[Requirement]
Print every one of the entries below verbatim, keeping each line unchanged and in its original order.

□ □ □ □

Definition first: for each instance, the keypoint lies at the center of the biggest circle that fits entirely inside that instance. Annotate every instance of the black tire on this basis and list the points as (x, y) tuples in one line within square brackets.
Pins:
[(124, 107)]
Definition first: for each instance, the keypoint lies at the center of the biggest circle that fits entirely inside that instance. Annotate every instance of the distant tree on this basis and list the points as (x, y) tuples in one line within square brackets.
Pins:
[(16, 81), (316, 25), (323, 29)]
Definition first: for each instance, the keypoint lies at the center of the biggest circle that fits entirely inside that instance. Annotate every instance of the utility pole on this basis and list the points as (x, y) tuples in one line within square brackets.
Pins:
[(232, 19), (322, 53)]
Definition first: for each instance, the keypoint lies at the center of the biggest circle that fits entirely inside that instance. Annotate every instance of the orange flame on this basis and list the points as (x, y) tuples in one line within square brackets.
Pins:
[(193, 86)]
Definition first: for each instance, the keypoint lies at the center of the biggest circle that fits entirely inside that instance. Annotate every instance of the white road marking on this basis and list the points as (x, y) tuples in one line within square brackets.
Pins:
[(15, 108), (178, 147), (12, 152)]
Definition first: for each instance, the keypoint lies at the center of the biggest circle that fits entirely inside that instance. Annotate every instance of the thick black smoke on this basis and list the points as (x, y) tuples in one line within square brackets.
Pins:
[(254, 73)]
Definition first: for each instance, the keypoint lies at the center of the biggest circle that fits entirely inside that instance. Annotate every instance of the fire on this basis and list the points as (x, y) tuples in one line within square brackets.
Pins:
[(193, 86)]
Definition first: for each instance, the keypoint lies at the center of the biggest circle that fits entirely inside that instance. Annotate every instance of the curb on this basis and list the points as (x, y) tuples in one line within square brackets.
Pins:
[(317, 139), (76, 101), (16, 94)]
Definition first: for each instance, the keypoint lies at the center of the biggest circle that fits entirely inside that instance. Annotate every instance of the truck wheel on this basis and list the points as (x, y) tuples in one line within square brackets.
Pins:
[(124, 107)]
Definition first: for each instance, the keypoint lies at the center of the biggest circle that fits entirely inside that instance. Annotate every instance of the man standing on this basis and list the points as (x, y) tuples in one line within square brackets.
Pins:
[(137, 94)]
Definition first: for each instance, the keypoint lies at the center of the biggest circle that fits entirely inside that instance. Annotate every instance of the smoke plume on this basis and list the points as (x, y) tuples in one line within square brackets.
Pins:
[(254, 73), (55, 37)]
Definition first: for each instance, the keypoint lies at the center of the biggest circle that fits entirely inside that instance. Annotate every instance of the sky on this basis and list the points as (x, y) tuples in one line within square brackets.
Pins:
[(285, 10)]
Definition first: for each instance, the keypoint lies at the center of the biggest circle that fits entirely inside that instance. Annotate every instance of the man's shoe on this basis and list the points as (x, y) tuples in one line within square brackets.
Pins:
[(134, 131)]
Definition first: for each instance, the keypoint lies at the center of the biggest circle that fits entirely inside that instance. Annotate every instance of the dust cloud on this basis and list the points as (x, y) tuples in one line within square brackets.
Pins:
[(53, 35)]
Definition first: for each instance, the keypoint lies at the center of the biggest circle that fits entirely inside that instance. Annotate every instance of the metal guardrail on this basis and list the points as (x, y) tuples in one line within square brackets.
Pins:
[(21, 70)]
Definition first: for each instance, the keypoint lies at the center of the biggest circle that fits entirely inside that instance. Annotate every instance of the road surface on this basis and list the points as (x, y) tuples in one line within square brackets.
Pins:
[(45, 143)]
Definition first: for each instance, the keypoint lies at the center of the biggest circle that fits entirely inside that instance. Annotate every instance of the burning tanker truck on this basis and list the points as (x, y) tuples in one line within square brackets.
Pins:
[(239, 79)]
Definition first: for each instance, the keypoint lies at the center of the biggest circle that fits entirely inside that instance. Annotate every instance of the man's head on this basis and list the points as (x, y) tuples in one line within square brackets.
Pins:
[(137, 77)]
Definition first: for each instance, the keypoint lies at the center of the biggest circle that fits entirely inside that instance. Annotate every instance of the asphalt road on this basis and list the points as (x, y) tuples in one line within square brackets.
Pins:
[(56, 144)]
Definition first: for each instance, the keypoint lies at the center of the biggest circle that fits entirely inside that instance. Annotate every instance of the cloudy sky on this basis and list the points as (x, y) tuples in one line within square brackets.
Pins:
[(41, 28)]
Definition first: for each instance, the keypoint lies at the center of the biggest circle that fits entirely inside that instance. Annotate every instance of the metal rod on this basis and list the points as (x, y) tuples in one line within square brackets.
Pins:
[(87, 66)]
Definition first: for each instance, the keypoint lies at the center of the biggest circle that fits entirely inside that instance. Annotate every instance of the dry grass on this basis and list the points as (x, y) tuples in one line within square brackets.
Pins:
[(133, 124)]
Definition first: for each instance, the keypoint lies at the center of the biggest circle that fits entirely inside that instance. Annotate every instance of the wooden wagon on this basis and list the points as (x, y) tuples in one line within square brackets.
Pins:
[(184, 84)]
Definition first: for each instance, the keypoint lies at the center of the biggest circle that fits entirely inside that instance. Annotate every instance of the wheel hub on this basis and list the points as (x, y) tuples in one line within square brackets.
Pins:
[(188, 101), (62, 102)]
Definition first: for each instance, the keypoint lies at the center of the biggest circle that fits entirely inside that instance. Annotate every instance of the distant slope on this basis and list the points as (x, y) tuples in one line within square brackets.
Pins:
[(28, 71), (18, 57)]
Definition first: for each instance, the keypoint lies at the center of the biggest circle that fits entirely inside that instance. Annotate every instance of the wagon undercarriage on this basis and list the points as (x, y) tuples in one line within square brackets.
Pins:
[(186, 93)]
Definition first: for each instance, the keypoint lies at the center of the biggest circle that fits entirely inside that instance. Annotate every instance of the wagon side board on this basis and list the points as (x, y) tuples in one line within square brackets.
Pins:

□ □ □ □

[Reply]
Definition first: for each instance, the keypoint lies at the center of the biggest circle that fits entirely inside that instance. Annotate every instance of the black tire on this basis and list the points as (x, y) tuples in one line within square brackets.
Pins:
[(124, 107)]
Definition first: for each instance, the keypoint lies at the center of the biggest circle that fits entirely inside that instance. Annotate every instance of the distant tree on this basis and list the points as (x, y) tuples in one line within square brackets.
Pins:
[(16, 81), (316, 25), (323, 29)]
Definition first: for each instance, the keypoint lies at the center of the biggest circle that fits entirely inside that instance. Annotate every instance of the utility pole on this basis and list the points as (x, y) tuples in one line within square brackets.
Pins:
[(232, 19), (322, 53)]
Definition first: for each instance, the keypoint lies at the center of the biggest circle that fits entirely inside that instance. Annotate every instance of the orange flame on this basis and list the points as (x, y) tuples in one line within square brackets.
Pins:
[(193, 86)]
Definition first: for each instance, the keypoint lies at the center of the biggest circle that fits entirely inside that instance. Annotate every instance of the white road marking on this basis and list the points as (x, y) tuples in one line within square brackets.
Pins:
[(15, 108), (178, 147), (12, 152)]
Definition first: for each instance, the keypoint lies at the center of the biggest circle that fits entirely inside that instance. Annotate every instance of the thick black smoke on this basis and list the points as (x, y) tuples in one line within square brackets.
Pins:
[(254, 73)]
Definition first: for each instance, the keypoint lies at the center of the biggest circle that fits entirely inside that instance. Annotate every instance of the fire on this basis and list the points as (x, y) tuples in one line within square brackets.
Pins:
[(193, 86)]
Definition first: for each instance, the keypoint lies at the center of the biggest circle that fits entirely inside that instance. Annotate every instance of the curb on this basis and list the points as (x, y) tuples in one line within square brackets.
Pins:
[(317, 139), (76, 101), (16, 94)]
Definition first: for each instance, the keypoint lies at the center of the biggest circle that fits entirely inside that instance. Annotate every instance of the truck wheel on this basis and list the points as (x, y) tuples in one line within square brackets.
Pins:
[(124, 107)]
Definition first: for each instance, the keypoint lies at the center of the biggest circle that fits entirely inside that instance. Annotate every instance of the man standing on this basis and list the points as (x, y) tuples in one line within square brackets.
Pins:
[(137, 94)]
Definition first: for each instance, the keypoint lies at the center of the biggest circle that fits entirely inside that instance. Annotate every instance of the smoke plume on this basis and list the points as (x, y) tuples in one line within square brackets.
Pins:
[(254, 73), (55, 37)]
Definition first: for each instance, the keypoint lies at the center of the biggest circle that fits entirely inside that instance. Annotate every instance of the sky on this basis and list the points as (x, y) tuples in one line within square brackets.
Pins:
[(285, 10)]
Definition first: for each instance, the keypoint lies at the center of the biggest circle that fits entirely inside that instance. Annotate every instance of the man's shoe on this basis and list the points as (x, y) tuples in one line within square brackets.
Pins:
[(134, 131)]
Definition first: for each instance, the keypoint lies at the center of the biggest circle that fits entirely inside that instance. Annotate every instance of the dust cloud on this basis and list the points as (x, y) tuples in one line within square brackets.
Pins:
[(53, 35)]
Definition first: for each instance, the keypoint lies at the center of the biggest circle that fits entirely inside that instance. Annotate every instance of the metal guardrail on this basis and list the points as (x, y) tuples in one line within square brackets.
Pins:
[(21, 70)]
Definition first: for each instance, the keypoint lies at the center of the biggest circle that fits entirely inside that instance. Annotate every instance of the road surface on this basis and list the points as (x, y) tuples in one line within square brackets.
Pins:
[(45, 143)]
Definition first: for each instance, the keypoint lies at the center of the biggest circle that fits entirely inside that instance. Annotate every instance of the burning tanker truck on this basis and list the points as (x, y) tuples in one line within square brackets.
Pins:
[(239, 79)]
Definition first: for each instance, the keypoint lies at the center of the biggest circle that fits entirely inside that instance. Annotate every instance of the man's head on this basis and list the points as (x, y) tuples in one line within square brackets.
Pins:
[(137, 77)]
Definition first: for each instance, the keypoint lies at the center of the biggest circle that fits entirely inside that instance. Annotate every instance of the asphalt road on this basis and list the points as (x, y) tuples in one line within square brackets.
Pins:
[(56, 144)]
Definition first: for each instance, the keypoint lies at the center of the biggest circle that fits entirely inside that instance. Annotate every instance of the cloudy sky on this basis and list the points as (x, y) tuples in one line within square brackets.
Pins:
[(41, 28)]
Definition first: for each instance, the keypoint lies at the center of the biggest circle that fits entirely inside that instance. Annotate every instance of the metal rod on this basis and list the points as (x, y) tuples in one line within square brackets.
Pins:
[(87, 66)]
Definition first: for each instance, the keypoint lies at the center of the biggest circle that fits entirely inside that instance. Annotate every instance of the dry grass on this basis and list the points as (x, y) tuples in one line within square brackets.
Pins:
[(133, 124)]
Definition first: for each instance, the keypoint lies at the center of the biggest circle that fits entirely inside that instance. Annotate every instance of the wooden wagon on this basis and list the points as (x, y) tuples in one line within square brackets.
Pins:
[(184, 84)]
Definition first: for each instance, the keypoint lies at the center of the biggest circle that fits entirely inside that instance. Annotate every instance of the wheel hub on this basis and list the points as (x, y) tuples in one line within square brackets.
Pins:
[(188, 101), (62, 102)]
Definition first: for each instance, the keypoint lies at the center of the biggest circle that fits entirely inside that instance. Annotate every instance of the distant slope on this basis and list the points as (x, y) tuples in one line within square brackets.
Pins:
[(28, 71), (18, 57)]
Definition first: for each instance, the keypoint lies at the center of the biggest circle that fits entirely inside that instance. Annotate every instance of the wagon undercarriage on this basis and list the points as (x, y) tuples in one line within square brackets.
Pins:
[(186, 93)]
Definition first: for each instance, the keypoint lies at the center of the biggest circle that fits entirely inside that instance. Annotate every instance of the wagon side board on this basis and list the points as (x, y) tuples in one line within square brackets.
Pins:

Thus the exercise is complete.